- WRITTEN INSTRUCTION -
Please count the lines in the material below that contain the word "window" and reply with only that number.

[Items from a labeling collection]
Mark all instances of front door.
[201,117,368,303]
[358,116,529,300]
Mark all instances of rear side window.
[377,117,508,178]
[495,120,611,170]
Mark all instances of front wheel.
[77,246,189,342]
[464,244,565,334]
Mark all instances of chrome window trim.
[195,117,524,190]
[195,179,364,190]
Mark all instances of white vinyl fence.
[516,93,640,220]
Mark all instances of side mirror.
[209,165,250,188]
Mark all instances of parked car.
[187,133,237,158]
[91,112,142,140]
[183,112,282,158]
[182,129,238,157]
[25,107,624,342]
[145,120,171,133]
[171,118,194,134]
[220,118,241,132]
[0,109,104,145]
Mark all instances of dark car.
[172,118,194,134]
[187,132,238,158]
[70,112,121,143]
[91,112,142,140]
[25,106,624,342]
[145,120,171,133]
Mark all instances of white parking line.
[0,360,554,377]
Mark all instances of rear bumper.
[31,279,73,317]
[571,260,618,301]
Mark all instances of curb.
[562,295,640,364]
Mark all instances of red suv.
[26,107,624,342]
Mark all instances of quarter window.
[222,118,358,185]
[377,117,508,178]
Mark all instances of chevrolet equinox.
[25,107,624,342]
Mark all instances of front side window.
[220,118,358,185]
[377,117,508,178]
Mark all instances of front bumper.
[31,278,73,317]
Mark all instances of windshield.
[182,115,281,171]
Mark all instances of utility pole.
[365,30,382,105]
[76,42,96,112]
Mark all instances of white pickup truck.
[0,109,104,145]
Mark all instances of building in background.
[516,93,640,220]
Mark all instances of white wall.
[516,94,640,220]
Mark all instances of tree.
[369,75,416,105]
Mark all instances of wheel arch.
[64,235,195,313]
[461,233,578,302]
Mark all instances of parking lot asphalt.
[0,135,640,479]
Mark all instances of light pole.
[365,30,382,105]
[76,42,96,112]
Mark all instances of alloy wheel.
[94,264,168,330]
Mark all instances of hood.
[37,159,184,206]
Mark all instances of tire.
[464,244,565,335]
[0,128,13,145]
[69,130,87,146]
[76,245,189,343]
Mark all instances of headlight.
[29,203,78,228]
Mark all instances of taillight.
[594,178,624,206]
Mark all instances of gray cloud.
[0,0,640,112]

- PROBLEM SOLUTION -
4